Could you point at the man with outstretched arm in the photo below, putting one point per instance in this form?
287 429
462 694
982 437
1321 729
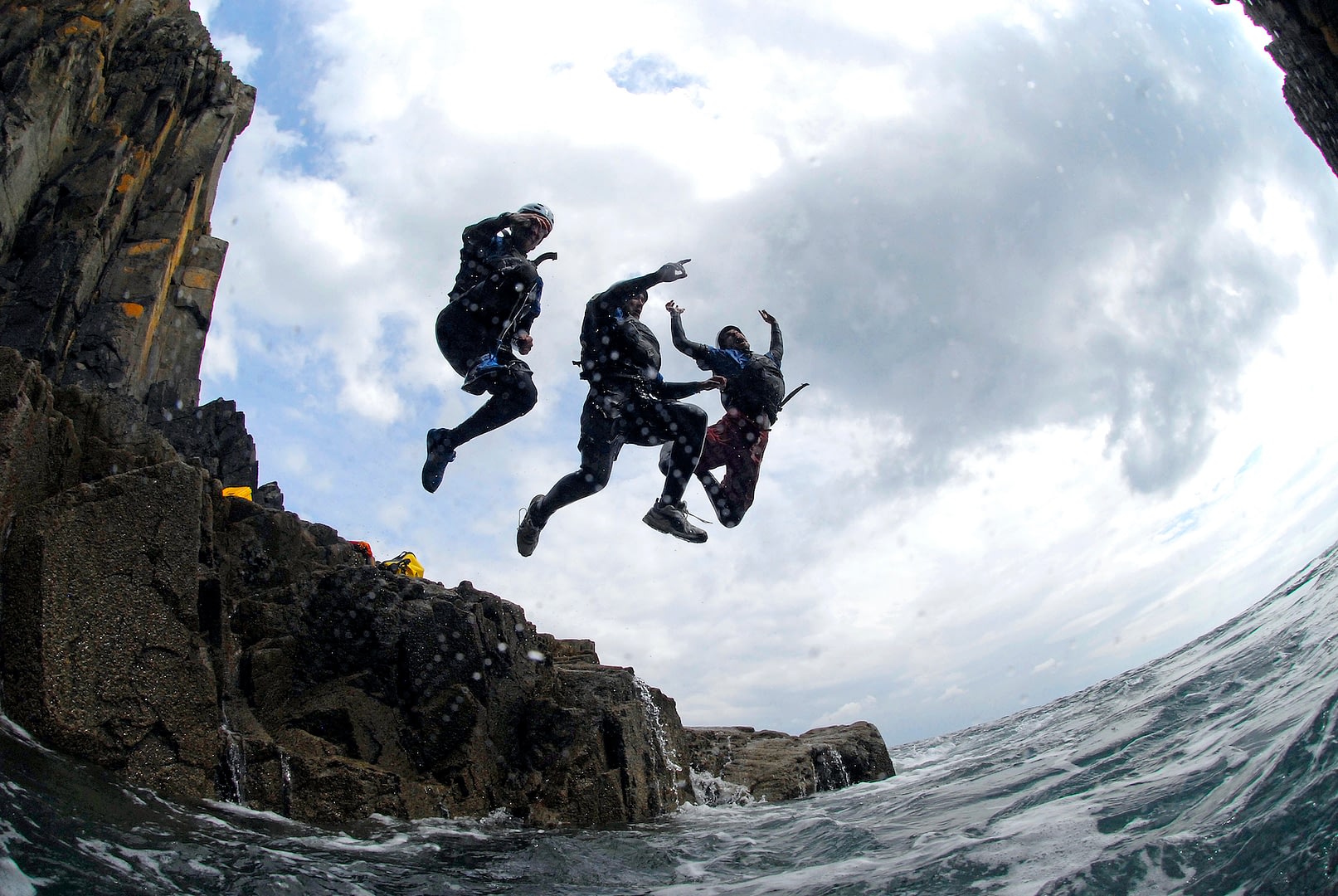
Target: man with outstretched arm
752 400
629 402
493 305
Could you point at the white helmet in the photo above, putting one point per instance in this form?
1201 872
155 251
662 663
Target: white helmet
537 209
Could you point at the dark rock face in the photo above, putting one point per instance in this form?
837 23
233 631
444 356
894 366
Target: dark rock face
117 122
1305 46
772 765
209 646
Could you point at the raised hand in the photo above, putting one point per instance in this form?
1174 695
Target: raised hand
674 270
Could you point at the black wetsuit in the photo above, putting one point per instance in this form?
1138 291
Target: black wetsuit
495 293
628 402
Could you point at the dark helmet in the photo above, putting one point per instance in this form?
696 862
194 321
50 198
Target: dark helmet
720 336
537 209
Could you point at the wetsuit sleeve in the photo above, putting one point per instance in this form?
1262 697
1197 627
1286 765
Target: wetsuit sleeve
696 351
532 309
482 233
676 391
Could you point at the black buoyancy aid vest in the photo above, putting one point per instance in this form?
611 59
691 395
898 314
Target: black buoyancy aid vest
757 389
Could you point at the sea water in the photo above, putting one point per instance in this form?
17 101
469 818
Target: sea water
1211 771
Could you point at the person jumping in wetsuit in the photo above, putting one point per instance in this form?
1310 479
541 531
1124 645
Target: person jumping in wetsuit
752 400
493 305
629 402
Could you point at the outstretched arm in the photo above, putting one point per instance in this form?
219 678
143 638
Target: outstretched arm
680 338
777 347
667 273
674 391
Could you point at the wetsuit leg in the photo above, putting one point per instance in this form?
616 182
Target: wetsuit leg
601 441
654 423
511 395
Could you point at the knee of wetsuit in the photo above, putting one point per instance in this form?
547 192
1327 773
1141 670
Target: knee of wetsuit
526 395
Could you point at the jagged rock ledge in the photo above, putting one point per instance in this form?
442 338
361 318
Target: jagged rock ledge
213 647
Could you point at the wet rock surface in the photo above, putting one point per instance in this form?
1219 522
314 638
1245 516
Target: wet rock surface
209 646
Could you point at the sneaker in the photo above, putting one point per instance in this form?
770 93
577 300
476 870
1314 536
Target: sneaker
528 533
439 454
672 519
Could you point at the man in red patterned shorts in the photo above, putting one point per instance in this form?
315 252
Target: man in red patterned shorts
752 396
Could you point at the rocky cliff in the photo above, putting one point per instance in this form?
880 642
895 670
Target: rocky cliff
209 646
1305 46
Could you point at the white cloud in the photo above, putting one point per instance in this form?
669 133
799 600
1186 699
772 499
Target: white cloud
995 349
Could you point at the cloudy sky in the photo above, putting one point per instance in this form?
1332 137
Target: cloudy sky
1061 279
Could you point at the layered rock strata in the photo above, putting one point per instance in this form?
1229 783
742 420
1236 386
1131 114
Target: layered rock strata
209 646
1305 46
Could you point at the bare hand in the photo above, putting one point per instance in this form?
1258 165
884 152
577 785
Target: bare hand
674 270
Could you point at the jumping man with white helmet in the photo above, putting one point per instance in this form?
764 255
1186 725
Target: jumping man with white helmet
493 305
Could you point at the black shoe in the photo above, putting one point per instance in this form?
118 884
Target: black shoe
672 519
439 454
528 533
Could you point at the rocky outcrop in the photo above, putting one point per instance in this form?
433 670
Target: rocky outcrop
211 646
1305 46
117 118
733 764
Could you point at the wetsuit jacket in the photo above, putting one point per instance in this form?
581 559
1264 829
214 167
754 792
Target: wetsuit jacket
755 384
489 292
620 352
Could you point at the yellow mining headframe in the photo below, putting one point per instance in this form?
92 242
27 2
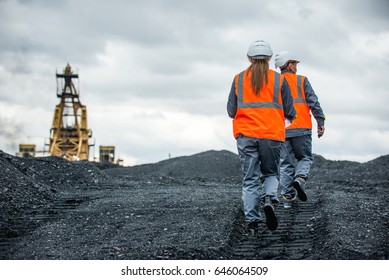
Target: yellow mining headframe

----

### Directions for this task
Go through the records and gather the lines that hold "headframe".

### Written response
Could you point at the yellow mining headframe in the photo below, putting one point per instance in this form?
Target: yellow mining headframe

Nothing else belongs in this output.